*WHAT TO DO*.
Supply the next part of the notebook on updating the Oxford Nanopore tables, picking up after its final sentence.

*EXTRACT*.
++++++++++++++++++++
# Update Oxford Nanopore tables

This notebook updates the 'sample' table of available ONT flowcells, 'sample_set' table (one or more flowcells per participant), and 'participant' table (list of unique individuals discovered).

To auto-populate these tables, this notebook scans files in the gs://broad-gp-oxfordnano and gs://broad-dsde-methods-long-reads-deepseq buckets and extracts relevant metadata from the final_summary.txt files.

If changes were made to the 'sample' table in Terra, we take care not to overwrite those changes. If one wishes to restore those entries to their original values, the rows should first be deleted from the Terra table.

All other tables are auto-generated based on the 'sample' table.

## Setup

Install and import some packages that we're going to need.  Set up some helper functions.
++++++++++++++++++++
*GIVEN MATERIAL*.
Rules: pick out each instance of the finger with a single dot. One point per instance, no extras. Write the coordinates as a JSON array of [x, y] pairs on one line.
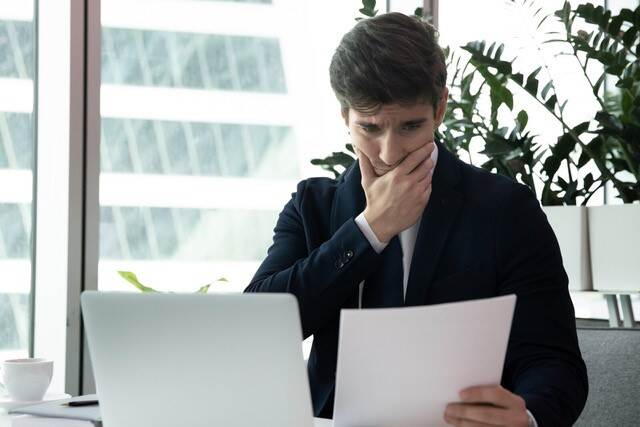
[[459, 422], [366, 169], [486, 414], [423, 170], [493, 394], [414, 159]]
++++++++++++++++++++
*EXERCISE RESPONSE*.
In [1]:
#!pip install --use-feature=2020-resolver --upgrade pip pandas_gbq google-cloud-storage google-cloud-bigquery fastnumbers xmltodict firecloud > /dev/null 2>/dev/null

In [2]:
import os
import re
import hashlib

import pandas as pd
import firecloud.api as fapi

from google.cloud import bigquery
from google.cloud import storage
from google.api_core.exceptions import NotFound

from collections import OrderedDict

import xmltodict
import pprint

In [26]:
def load_summaries(gcs_buckets):
    storage_client = storage.Client()
    schemas = OrderedDict()

    ts = []
    for gcs_bucket in gcs_buckets:
        blobs = storage_client.list_blobs(re.sub("^gs://", "", gcs_bucket))

        for blob in blobs:
            if 'final_summary' in blob.name:
                doc = blob.download_as_string()
                t = {}
                
                for line in doc.decode("utf-8").split("\n"):
                    if '=' in line:
                        k,v = line.split('=')
                    
                        t[k] = v
                        
                t['Files'] = {
                    'final_summary.txt': gcs_bucket + "/" + blob.name,
                    'sequencing_summary.txt': 'missing'
                }

                bs = storage_client.list_blobs(re.sub("^gs://", "", gcs_bucket), prefix=os.path.dirname(blob.name) + "/" + t['sequencing_summary_file'])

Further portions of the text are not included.